*JOB*.
Reproduce the stretch of rows below from the line containing "Scouting task: drop one point on every instance of the rocky" through the line containing "[(80, 150)]", substituting "snow-capped summit" for each occurrence of "rocky mountain peak" and leaving everything else unchanged. Return only those lines.

*GIVEN RECORDS*.

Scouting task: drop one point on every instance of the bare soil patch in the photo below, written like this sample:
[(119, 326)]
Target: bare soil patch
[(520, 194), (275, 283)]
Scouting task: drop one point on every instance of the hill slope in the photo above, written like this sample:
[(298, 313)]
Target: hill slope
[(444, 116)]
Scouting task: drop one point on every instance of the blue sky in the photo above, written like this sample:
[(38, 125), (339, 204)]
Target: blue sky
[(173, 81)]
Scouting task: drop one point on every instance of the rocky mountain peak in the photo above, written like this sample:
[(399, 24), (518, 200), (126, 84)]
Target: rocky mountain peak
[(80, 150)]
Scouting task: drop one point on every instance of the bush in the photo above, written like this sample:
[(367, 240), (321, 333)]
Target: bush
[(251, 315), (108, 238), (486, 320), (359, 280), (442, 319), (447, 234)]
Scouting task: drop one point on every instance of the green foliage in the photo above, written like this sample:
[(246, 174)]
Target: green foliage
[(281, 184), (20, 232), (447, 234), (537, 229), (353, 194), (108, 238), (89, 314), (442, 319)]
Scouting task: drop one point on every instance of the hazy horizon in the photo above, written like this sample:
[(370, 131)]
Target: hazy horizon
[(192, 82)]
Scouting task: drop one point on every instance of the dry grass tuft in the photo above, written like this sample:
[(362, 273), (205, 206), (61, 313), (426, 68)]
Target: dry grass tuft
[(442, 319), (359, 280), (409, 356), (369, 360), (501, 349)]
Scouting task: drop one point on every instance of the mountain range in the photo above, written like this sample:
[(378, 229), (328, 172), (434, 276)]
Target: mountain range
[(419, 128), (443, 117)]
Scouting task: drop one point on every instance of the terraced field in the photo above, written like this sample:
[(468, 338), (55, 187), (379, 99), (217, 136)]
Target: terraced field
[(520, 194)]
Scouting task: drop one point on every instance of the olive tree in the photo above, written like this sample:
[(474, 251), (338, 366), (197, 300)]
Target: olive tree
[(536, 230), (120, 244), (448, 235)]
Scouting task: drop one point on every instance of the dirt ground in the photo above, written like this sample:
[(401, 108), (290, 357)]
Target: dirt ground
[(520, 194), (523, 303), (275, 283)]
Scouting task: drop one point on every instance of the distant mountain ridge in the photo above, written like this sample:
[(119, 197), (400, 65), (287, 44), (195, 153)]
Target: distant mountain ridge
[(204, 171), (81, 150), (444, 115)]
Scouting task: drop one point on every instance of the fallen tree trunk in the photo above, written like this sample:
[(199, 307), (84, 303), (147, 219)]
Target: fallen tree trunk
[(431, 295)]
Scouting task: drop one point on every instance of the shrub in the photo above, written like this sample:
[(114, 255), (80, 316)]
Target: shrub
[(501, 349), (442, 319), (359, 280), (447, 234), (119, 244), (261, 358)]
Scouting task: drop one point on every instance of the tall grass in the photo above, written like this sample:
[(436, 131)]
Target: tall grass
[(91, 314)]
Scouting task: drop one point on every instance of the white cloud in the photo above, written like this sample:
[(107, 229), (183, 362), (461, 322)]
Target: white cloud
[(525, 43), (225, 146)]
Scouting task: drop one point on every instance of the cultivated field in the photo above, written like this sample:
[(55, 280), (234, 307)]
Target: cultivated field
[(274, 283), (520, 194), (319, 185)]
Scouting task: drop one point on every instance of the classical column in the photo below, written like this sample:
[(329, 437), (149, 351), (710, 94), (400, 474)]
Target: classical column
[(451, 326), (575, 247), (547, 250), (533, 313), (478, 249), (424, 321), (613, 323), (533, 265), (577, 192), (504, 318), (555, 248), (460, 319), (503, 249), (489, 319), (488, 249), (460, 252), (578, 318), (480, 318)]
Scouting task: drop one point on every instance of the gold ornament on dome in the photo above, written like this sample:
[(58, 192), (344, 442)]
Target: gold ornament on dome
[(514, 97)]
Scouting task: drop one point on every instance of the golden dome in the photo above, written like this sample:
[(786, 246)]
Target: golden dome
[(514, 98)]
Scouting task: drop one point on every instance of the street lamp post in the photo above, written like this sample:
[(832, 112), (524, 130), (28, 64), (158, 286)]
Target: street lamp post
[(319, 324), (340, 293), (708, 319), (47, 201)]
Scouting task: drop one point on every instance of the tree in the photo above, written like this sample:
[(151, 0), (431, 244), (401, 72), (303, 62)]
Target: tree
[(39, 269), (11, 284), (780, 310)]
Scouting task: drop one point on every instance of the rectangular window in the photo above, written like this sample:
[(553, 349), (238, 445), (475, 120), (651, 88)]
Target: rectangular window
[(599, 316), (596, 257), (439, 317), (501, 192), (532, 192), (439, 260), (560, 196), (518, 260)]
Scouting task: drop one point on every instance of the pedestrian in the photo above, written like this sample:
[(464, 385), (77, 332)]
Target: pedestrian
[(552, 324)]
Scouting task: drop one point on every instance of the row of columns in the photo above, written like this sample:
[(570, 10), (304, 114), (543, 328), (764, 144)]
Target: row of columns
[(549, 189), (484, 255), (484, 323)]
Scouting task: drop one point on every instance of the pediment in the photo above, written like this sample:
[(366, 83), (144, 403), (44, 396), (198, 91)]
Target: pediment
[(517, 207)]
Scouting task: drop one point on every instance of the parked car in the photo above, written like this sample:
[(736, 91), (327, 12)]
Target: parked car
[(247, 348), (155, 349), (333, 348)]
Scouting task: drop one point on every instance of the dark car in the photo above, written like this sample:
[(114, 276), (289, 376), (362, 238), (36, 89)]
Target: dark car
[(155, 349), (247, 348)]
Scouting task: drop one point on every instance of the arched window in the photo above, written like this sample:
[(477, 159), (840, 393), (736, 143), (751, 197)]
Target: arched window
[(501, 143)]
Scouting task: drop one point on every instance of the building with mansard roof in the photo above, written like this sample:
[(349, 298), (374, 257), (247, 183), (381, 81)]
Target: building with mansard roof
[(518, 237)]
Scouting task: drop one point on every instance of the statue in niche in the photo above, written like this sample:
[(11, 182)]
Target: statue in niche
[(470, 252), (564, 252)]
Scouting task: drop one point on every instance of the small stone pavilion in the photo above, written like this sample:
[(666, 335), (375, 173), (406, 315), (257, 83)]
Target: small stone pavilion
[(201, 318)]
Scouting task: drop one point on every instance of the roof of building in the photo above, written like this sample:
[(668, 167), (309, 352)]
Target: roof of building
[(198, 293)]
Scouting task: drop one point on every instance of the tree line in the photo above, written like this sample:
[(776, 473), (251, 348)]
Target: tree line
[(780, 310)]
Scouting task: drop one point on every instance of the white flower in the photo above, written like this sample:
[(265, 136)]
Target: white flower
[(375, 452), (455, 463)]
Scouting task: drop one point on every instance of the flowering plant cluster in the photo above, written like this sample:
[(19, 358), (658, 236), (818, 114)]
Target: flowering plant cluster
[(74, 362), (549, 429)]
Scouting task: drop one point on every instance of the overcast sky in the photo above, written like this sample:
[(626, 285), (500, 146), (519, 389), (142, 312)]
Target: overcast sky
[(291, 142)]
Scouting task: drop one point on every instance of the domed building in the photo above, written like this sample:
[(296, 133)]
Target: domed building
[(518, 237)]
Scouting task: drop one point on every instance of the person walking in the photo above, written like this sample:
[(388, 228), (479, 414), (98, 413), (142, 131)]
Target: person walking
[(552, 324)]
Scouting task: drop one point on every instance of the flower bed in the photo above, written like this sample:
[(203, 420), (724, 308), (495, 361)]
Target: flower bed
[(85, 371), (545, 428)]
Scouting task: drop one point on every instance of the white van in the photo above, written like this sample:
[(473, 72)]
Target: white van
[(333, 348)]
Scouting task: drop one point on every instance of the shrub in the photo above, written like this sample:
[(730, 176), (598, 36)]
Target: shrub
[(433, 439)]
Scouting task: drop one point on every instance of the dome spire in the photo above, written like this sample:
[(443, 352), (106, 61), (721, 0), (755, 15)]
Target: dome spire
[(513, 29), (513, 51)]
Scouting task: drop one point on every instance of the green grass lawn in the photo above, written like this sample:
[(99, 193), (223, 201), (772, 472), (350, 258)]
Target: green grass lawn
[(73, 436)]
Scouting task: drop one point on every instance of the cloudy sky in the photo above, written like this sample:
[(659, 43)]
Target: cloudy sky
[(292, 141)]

---

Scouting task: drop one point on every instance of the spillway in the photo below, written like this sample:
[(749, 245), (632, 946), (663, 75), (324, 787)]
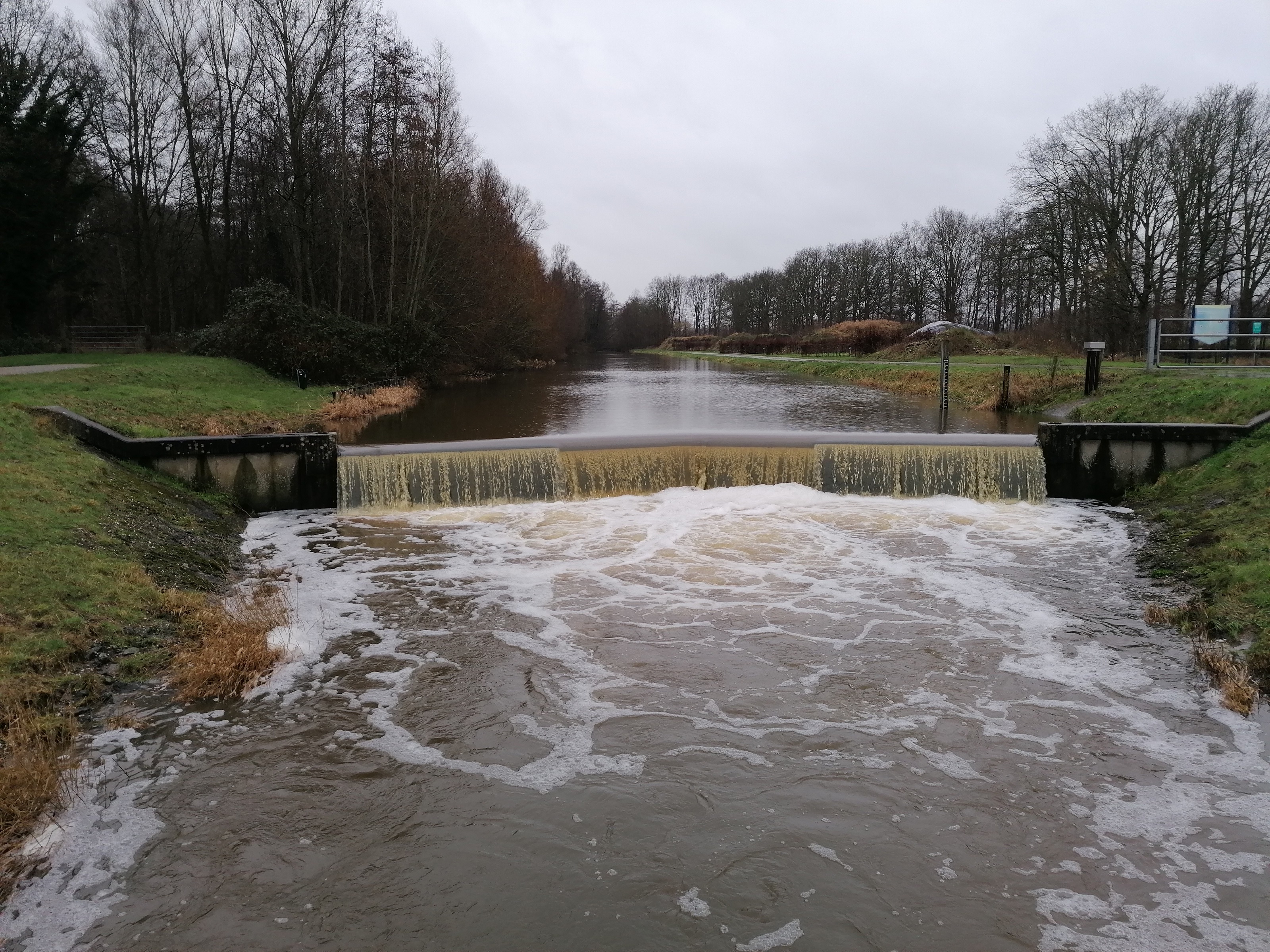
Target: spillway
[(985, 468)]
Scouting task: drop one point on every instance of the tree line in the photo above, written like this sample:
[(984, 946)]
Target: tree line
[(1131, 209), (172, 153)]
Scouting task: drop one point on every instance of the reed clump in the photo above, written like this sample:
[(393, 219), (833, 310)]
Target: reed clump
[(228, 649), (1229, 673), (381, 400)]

---

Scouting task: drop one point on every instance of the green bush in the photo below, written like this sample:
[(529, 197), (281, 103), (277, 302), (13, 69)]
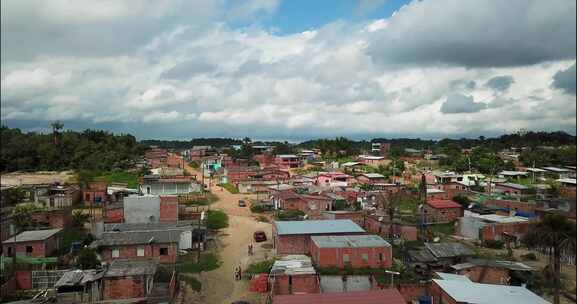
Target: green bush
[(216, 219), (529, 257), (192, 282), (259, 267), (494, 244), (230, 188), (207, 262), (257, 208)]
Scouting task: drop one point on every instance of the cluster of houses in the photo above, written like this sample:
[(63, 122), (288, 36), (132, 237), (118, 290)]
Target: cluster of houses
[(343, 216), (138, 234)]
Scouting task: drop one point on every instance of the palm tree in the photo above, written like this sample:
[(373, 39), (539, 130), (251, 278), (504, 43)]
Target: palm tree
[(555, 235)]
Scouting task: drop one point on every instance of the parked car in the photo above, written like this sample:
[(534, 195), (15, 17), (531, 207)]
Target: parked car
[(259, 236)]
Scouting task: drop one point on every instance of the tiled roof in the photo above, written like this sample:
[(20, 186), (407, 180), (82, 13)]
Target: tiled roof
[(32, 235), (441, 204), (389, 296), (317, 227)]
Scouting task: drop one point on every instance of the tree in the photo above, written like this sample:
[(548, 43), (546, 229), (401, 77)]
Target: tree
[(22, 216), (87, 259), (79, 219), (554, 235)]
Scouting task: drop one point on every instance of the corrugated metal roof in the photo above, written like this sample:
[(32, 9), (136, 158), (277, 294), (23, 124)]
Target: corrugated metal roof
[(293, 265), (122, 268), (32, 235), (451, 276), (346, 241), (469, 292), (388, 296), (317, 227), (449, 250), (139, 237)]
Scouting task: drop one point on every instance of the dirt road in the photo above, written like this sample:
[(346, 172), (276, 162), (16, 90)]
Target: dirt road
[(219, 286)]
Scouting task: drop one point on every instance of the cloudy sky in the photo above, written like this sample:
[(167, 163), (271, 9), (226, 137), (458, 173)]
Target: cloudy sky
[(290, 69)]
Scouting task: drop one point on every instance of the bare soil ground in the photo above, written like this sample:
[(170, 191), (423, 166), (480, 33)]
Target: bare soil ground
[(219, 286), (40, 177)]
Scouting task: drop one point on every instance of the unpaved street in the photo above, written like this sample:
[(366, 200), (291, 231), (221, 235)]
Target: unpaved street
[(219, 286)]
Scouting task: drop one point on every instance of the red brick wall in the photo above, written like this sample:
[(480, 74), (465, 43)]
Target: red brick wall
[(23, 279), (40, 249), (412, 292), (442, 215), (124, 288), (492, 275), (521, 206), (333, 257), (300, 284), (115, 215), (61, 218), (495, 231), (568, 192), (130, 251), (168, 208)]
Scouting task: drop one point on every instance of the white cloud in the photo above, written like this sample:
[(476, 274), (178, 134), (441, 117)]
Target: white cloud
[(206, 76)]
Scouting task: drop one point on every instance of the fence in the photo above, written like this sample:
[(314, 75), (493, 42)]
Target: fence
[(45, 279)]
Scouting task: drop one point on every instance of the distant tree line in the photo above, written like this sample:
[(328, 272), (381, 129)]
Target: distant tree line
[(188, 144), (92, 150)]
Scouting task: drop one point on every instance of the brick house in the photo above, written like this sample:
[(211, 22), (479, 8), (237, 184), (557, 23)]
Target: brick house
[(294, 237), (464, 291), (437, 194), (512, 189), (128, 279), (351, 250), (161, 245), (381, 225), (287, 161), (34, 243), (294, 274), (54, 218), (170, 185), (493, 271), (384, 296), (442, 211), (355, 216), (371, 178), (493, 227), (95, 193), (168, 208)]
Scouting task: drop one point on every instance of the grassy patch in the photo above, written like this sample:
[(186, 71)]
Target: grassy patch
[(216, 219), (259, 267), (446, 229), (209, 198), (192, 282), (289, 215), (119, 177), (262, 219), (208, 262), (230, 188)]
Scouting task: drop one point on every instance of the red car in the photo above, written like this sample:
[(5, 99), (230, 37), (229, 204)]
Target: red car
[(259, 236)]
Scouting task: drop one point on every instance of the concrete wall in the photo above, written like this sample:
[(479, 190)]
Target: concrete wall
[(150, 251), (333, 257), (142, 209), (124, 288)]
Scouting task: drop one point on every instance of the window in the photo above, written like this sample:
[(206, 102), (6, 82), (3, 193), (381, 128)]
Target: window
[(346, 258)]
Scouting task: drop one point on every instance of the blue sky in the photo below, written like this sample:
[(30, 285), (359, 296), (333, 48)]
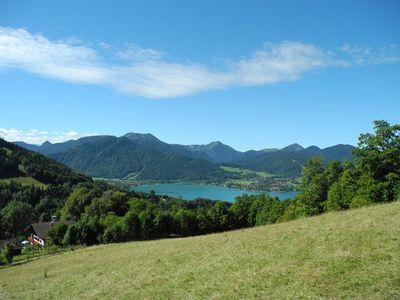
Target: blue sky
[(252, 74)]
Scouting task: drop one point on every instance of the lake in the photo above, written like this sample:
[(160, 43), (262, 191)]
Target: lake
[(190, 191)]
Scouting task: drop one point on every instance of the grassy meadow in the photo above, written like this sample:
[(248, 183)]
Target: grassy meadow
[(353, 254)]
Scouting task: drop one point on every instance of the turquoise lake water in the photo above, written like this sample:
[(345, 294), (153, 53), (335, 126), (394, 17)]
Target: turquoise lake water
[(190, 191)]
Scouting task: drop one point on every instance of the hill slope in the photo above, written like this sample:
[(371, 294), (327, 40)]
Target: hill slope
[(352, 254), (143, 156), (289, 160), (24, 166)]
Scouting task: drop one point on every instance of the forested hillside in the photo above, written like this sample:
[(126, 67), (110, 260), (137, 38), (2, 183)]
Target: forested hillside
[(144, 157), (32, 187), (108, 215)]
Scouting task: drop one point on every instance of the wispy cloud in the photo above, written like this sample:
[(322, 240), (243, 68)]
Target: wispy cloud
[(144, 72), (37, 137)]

*TASK RESPONSE*.
Scouting task: drop one point on every instance of the snow-capped summit in the photo above, written like this sample:
[(399, 24), (518, 200), (126, 84)]
Target: snow-capped summit
[(80, 150)]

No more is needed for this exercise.